■ EXTRACT TO READ:
* * *
In the best case, with 97% you can hypothesize this is a different 'species', but to be sure, you must generate a phylogeny and also evaluate the morphological differences.
Hans-Otto Baral, 27-01-2026 12:02
Hans-Otto Baral
Re : DNA match
Assuming that you have an ITS sequence, the idea of 97% similarity resp. 3% distance is antiquated. In some groups of fungi this works, in others you need to accept lower distances, such as 1.5-2%, and in some there is no difference at all in the ITS between species and you must use other regions. To evaluate an ITS distance you must search for ATCATTA and TGACCT in your sequence and only test the part between them. When you got the distance in GenBank Blast you must look how many gaps are among the differences, because these count less than nucleotide differences. What kind of fungus do you have?
Malcolm Greaves, 27-01-2026 12:59
Malcolm  Greaves
Re : DNA match
It was a Geoglossum which was a perfect fit microscopically for G pseudoumbratile. The DNA came back with a 97.1% match to umbratile.
* * *
■ Dataset records:
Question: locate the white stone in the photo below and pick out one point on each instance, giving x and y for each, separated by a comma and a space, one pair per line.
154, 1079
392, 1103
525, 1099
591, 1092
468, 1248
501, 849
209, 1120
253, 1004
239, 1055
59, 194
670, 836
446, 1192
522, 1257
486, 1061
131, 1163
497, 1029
* * *
■ REQUIRED ACTION A:
In the DNA match discussion, which two sequences should be searched for to evaluate an ITS distance?
■ REQUIRED ACTION B:
Please go on with the DNA match discussion, starting after its last sentence.

■ ANSWER AREA A:
ATCATTA and TGACCT.

■ ANSWER AREA B:
The test was accompanied with the note
Your sample has been processed and analysed using DNA techniques. For this analysis,
the commonly used regions for DNA Barcodes of fungi, Domain 1 and Domain 2 of the large
ribosomal subunit (D1/D2 regions of LSU rDNA) have been sequenced. Sequencing results
have been locally aligned against the NCBI database
Unfortunately I don’t have much experience of this form of analysis.
Mal
Hans-Otto Baral, 27-01-2026 14:22
Hans-Otto Baral
Re : DNA match
LSU is much less variable, so 3% mean very much.  But you need to know which G. umbratile strain appeared. I see 4 in Genbank, one of which differs by 4% from the other 3.